**网页节选**
参数keyfunc(排序函数)是可选的。

代码

import findspark
findspark.init()
##############################################
from pyspark.sql import SparkSession
spark = SparkSession.builder \
        .master("local[1]") \
        .appName("RDD Demo") \
        .getOrCreate();
sc = spark.sparkContext
#############################################
x = [('a', 6), ('f', 2), ('c', 7), ('d', 4), ('e', 5)]
rdd = sc.parallelize(x).sortByKey(True, 1)
#[('a', 6), ('c', 7), ('d', 4), ('e', 5), ('f', 2)]
print(rdd.collect())
rdd = sc.parallelize(x).sortByKey(False, 1)
#[('f', 2), ('e', 5), ('d', 4), ('c', 7), ('a', 6)]
print(rdd.collect())
x = [(['a','g'], 6), (['f','h'], 2), (['c','m'], 7), (['d','n'], 4), (['e','w'], 5)]
def f(x):
        #['a','g'],['f', 'h'],['c', 'm'],['d', 'n'],['e', 'w']
        print(x)
        return x[1]

rdd = sc.parallelize(x).sortByKey(False, 1, f)
#[(['e', 'w'], 5), (['d', 'n'], 4), (['c', 'm'], 7), (['f', 'h'], 2), (['a', 'g'], 6)]
print(rdd.collect())

**已存数据行**
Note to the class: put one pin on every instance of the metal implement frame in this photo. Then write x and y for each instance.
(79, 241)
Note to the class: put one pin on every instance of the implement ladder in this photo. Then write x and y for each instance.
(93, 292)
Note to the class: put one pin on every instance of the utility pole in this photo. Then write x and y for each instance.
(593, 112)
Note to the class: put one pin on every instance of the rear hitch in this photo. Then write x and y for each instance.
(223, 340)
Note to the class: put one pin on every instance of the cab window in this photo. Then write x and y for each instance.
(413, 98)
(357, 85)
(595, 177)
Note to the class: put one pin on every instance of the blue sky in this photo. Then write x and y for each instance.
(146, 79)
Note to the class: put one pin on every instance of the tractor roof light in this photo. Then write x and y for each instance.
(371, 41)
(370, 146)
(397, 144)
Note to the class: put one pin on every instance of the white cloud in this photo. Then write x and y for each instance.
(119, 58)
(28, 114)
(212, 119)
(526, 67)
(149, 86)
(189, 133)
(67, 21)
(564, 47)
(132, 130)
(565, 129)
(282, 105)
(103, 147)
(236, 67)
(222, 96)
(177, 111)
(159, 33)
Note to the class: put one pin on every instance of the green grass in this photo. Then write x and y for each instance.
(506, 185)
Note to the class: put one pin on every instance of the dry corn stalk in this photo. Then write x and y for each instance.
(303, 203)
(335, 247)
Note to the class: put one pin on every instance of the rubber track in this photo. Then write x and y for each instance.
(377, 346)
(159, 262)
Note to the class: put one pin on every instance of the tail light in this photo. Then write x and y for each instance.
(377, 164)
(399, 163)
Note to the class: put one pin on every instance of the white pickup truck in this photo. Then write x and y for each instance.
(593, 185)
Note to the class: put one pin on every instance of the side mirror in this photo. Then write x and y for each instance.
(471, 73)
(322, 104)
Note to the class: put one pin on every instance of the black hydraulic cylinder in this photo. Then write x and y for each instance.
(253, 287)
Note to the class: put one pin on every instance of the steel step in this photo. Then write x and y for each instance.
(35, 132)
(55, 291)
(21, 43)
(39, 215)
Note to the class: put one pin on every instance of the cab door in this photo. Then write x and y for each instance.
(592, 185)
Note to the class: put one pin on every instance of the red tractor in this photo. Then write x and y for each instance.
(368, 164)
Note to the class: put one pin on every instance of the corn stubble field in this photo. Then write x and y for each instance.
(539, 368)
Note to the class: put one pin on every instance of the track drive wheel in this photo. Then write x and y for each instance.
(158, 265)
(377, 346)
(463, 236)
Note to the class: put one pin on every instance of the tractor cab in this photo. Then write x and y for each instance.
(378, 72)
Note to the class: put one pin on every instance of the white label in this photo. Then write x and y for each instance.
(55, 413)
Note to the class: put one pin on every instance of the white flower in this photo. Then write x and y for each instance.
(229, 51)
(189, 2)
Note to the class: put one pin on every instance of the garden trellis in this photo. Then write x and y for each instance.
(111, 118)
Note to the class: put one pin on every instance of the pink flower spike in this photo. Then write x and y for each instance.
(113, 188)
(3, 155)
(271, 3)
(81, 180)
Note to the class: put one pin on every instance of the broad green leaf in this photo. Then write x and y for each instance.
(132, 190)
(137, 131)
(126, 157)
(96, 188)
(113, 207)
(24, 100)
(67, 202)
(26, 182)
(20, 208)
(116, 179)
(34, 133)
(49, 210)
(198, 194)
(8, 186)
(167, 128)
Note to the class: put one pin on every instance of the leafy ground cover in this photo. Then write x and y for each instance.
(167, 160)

**本题任务**
判断下列陈述是否与网页节选相符:(a)参数keyfunc是必须提供的;(b)调用sortByKey(True, 1)后,结果的第一个元素为('a', 6);(c)函数f返回的是x[0]。请逐条以"是"或"否"作答,并原文引用作为判断依据的语句。

**参考答案**
(a)否:"参数keyfunc(排序函数)是可选的。"
(b)是:"#[('a', 6), ('c', 7), ('d', 4), ('e', 5), ('f', 2)]"
(c)否:"return x[1]"